## Text excerpt
[BEGIN]

Revelstoke is currently working on carrying out a labour market study. Goodman said that one current challenge for business in the area is attracting and keeping skilled staff.
Alan Mason, the economic development officer for the city, has also been encouraging Okanagan College to expand its options at the local campus. The challenge is in marketing Revelstoke as an educational centre, attracting students by bringing relevant courses to the area.
An exciting future
Things are happening outside of the chamber or city’s own initiatives as well. FortisBC recently announced its intentions to bring liquid natural gas to Revelstoke, which is still using propane. One of the city’s primary industries, lumber, is excelling with local company Downie Timber keeping busy. A gondola opened at Revelstoke Mountain Resort for the 2014 summer season, bringing bus tours and off-season visitors beautiful views and brunch at the newly renamed Revelation Lodge. A performing arts centre that opened at Revelstoke Secondary school in 2012 has been a boon for arts and culture in the community.
A lifestyle transplant herself, Goodman and her husband moved to Revelstoke three years ago after making the drive one too many times. It’s been an exciting journey for Goodman, with no regrets for leaving the big city of Calgary behind.
“It's really invigorating,” said Goodman of life in the community she’s now proud to call home. “Between the natural beauty and facilities that we have along with the arts and culture here, it's just amazing.”

[END]

## Instructions
1/ Which developments does the Revelstoke excerpt name as happening outside the chamber's or city's own initiatives?
2/ Does the Revelstoke excerpt agree with each statement below? Answer yes or no for each, quoting the deciding words.
(a) Goodman came to Revelstoke from Calgary.
(b) Revelstoke already runs on liquid natural gas.
(c) The performing arts centre at Revelstoke Secondary school opened in 2014.

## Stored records
[BEGIN]

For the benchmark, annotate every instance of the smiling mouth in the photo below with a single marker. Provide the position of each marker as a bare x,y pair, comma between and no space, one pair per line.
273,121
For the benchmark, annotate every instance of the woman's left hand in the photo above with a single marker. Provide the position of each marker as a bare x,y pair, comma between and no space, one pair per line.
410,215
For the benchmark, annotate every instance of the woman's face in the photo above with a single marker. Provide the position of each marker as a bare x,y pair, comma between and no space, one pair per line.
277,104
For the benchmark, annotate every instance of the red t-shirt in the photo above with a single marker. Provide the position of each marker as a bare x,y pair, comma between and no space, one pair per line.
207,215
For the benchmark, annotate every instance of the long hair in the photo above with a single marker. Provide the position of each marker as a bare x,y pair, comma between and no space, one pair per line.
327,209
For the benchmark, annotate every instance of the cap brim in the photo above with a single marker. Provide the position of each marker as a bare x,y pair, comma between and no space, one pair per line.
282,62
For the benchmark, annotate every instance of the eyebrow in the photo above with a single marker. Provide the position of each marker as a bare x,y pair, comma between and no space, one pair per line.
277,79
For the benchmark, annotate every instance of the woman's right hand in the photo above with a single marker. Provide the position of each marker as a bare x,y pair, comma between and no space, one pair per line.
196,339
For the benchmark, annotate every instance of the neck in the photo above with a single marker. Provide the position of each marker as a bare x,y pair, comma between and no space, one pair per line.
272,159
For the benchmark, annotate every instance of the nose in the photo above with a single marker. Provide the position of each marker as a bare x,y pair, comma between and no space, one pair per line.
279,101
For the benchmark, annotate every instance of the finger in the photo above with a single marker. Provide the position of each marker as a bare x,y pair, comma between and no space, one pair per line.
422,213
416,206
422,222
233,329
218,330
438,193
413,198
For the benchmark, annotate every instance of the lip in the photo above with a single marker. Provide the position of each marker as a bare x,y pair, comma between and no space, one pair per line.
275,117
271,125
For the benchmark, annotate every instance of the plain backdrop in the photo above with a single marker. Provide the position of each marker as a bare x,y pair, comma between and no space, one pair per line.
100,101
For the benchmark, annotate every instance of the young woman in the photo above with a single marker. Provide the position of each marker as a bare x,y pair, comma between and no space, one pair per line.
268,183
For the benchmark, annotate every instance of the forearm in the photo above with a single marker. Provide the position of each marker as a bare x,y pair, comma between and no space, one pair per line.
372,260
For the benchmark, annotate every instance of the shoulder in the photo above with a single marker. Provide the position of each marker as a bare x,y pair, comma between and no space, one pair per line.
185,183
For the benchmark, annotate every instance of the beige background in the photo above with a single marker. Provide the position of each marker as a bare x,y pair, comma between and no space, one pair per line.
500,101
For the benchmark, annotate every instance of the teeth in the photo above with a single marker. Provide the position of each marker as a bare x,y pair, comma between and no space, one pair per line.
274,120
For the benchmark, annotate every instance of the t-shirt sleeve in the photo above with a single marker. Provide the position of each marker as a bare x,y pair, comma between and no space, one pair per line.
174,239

[END]
[BEGIN]

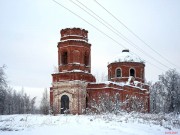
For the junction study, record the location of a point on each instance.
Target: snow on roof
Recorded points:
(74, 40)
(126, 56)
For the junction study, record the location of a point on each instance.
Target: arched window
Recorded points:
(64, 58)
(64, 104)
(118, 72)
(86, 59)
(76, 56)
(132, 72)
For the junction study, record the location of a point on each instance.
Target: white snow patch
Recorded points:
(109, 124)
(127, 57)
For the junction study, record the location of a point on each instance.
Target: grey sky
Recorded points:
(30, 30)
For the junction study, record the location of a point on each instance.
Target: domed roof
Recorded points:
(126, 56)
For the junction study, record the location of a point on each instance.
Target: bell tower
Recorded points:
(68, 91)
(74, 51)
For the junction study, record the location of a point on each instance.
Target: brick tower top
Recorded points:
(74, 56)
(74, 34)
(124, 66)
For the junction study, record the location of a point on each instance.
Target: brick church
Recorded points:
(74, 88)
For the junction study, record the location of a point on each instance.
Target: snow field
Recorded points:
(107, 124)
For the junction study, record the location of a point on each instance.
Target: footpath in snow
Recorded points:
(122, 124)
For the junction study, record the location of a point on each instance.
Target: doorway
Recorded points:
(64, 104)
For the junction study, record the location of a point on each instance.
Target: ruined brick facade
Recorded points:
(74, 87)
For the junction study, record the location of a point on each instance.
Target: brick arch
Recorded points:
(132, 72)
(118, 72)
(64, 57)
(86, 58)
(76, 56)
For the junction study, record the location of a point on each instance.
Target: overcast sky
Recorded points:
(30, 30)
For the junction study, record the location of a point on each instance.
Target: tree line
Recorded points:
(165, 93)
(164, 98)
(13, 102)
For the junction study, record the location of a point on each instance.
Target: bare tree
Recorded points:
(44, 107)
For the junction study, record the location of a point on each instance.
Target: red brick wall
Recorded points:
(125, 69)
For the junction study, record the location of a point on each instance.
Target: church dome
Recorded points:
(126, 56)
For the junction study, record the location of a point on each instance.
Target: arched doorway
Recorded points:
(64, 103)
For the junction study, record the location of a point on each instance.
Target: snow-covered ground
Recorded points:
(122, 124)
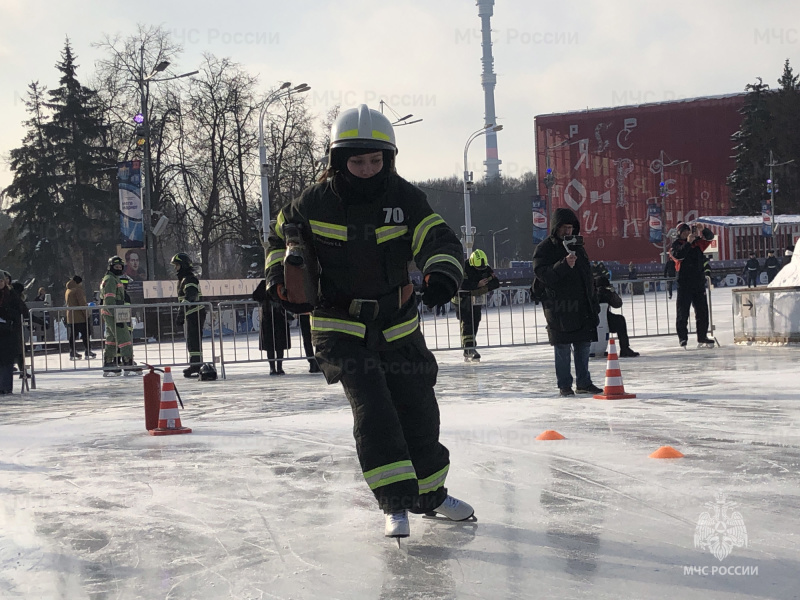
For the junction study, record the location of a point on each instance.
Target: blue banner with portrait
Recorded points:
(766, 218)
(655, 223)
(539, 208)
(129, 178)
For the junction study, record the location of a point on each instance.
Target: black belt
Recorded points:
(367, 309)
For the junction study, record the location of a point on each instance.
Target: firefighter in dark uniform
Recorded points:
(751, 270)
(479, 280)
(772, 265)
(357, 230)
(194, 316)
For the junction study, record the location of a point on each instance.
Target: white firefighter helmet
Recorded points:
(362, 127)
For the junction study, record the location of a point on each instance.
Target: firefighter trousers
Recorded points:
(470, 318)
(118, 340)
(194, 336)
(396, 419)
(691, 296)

[END]

## Answers to the problems
1/
- FortisBC's announced intention to bring liquid natural gas to Revelstoke
- The lumber industry excelling, with local company Downie Timber keeping busy
- A gondola opening at Revelstoke Mountain Resort for the 2014 summer season
- A performing arts centre opening at Revelstoke Secondary school in 2012

2/
(a) Yes: "with no regrets for leaving the big city of Calgary behind."
(b) No: "which is still using propane."
(c) No: "A performing arts centre that opened at Revelstoke Secondary school in 2012"